[EXERCISE OBJECTIVE] Render the lines of the listing below, from the line containing "Please indicate the toilet" through the end of the listing, as a Markdown table with columns named Row and Text. Number each line in Row, put the line itself in Text, and leave out blank lines.

begin INPUT

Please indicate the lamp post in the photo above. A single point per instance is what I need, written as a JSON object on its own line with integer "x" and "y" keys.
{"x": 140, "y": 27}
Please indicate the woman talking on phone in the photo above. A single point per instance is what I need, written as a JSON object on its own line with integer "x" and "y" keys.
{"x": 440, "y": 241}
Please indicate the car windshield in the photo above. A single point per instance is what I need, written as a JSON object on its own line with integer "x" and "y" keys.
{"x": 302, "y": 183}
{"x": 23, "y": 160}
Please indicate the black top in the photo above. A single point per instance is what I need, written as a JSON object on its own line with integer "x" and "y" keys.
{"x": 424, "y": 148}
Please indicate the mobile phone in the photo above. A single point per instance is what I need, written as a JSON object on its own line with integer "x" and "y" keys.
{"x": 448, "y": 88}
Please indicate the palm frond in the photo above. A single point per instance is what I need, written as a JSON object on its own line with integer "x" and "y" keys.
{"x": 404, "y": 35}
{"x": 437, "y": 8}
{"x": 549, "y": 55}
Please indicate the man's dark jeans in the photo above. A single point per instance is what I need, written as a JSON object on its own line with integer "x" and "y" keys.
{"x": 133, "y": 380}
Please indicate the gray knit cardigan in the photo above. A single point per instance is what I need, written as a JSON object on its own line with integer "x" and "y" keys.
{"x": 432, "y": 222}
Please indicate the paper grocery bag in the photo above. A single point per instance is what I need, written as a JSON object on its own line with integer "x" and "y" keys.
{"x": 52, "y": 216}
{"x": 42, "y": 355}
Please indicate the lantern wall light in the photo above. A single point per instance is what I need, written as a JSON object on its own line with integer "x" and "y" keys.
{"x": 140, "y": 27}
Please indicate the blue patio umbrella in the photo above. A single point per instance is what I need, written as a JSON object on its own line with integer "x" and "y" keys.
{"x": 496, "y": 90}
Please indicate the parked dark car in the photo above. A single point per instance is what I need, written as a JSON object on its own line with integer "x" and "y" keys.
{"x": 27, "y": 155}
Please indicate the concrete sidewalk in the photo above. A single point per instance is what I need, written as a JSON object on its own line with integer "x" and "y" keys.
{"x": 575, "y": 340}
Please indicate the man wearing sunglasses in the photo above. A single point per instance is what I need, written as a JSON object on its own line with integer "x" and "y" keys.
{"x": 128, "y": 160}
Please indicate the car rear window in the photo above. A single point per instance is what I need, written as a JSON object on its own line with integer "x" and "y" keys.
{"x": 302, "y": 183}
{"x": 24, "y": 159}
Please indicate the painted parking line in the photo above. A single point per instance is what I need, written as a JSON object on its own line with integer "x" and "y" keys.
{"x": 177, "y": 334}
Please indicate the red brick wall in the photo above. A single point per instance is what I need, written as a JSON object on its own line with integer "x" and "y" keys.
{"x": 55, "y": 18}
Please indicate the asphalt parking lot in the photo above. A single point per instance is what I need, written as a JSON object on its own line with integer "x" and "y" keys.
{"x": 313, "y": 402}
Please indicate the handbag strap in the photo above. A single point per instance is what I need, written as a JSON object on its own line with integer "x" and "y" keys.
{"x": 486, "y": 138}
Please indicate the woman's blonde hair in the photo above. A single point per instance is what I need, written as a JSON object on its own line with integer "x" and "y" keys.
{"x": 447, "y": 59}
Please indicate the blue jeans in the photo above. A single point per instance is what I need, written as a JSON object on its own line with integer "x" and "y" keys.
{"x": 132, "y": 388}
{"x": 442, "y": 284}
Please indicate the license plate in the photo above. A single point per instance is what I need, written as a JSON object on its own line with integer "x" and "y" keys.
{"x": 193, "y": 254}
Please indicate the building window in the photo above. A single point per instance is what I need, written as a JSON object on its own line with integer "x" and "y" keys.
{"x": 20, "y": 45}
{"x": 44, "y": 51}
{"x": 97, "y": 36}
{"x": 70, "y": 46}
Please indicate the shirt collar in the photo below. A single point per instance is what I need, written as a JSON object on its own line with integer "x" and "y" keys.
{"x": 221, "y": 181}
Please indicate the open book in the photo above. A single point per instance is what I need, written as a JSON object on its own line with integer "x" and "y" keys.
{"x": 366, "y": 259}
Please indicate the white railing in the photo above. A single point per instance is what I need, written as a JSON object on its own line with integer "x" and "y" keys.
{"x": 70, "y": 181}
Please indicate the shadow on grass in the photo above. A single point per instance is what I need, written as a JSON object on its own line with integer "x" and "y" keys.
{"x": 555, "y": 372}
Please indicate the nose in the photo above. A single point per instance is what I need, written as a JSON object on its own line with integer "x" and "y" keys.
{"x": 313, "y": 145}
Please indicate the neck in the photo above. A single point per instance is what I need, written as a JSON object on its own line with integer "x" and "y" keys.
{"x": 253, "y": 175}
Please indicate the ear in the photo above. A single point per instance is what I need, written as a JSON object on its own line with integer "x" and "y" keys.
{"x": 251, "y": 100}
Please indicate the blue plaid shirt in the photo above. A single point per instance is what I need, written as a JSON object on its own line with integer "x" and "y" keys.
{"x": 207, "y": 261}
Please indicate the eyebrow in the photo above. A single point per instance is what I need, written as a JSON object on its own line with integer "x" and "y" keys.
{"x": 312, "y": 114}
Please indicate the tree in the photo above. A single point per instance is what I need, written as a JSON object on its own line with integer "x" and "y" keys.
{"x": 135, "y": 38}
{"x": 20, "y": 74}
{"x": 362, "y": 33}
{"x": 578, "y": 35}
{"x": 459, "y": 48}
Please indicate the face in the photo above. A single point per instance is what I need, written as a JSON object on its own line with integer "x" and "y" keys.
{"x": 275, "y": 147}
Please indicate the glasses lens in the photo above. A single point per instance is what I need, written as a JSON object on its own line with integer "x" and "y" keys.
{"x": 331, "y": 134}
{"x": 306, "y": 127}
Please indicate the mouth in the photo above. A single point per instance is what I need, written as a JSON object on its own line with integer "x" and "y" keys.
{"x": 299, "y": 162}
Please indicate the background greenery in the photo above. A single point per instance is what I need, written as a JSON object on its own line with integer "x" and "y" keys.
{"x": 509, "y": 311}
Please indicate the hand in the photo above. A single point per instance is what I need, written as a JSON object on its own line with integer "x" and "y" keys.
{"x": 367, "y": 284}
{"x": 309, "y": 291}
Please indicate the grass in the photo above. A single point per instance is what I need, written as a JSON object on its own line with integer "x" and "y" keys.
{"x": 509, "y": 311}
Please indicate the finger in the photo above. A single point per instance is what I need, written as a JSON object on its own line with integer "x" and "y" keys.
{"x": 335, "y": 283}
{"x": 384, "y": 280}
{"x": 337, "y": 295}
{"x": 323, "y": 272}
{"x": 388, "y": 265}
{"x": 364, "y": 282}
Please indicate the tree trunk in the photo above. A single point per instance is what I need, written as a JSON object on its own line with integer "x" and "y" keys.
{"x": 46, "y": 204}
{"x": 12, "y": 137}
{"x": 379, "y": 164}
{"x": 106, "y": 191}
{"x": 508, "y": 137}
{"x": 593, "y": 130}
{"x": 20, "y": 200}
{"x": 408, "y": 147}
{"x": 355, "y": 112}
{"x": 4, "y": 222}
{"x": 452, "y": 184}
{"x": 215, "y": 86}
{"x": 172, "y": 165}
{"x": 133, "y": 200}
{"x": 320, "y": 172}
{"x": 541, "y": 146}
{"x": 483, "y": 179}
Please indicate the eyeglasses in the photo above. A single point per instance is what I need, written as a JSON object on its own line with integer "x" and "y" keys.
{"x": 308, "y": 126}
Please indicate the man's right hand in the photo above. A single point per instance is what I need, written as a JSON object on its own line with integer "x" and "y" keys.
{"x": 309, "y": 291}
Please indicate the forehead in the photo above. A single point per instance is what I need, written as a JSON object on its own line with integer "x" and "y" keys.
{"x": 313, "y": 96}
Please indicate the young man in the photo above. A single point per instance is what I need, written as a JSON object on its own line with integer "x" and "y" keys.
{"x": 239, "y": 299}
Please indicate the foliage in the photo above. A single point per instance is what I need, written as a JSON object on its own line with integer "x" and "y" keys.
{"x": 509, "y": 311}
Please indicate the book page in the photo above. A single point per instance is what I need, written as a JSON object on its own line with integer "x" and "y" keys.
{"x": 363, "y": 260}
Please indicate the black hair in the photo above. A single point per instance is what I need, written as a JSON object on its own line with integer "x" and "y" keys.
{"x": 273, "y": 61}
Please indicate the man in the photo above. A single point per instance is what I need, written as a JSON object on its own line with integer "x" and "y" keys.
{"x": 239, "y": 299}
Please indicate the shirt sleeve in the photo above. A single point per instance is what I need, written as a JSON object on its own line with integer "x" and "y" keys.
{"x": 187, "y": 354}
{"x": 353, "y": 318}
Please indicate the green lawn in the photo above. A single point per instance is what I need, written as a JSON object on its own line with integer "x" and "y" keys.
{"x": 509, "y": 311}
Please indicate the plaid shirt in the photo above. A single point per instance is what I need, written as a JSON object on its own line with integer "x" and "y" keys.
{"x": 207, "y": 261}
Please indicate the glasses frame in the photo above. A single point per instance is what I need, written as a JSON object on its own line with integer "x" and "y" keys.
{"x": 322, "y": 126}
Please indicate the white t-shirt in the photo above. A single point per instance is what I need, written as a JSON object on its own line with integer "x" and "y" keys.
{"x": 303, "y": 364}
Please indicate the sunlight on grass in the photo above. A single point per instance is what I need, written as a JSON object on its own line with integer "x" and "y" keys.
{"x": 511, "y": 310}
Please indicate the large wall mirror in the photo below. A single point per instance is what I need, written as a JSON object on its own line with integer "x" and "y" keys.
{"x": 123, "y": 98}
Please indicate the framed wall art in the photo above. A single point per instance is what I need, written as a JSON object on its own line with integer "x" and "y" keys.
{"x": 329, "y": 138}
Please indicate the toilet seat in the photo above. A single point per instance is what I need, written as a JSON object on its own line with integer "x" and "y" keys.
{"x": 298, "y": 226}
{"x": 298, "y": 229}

end INPUT

[FULL ANSWER]
| Row | Text |
|---|---|
| 1 | Please indicate the toilet seat in the photo above. A single point per instance is what I need, written as a JSON object on its own line with integer "x" and "y" keys. |
| 2 | {"x": 298, "y": 226} |
| 3 | {"x": 298, "y": 229} |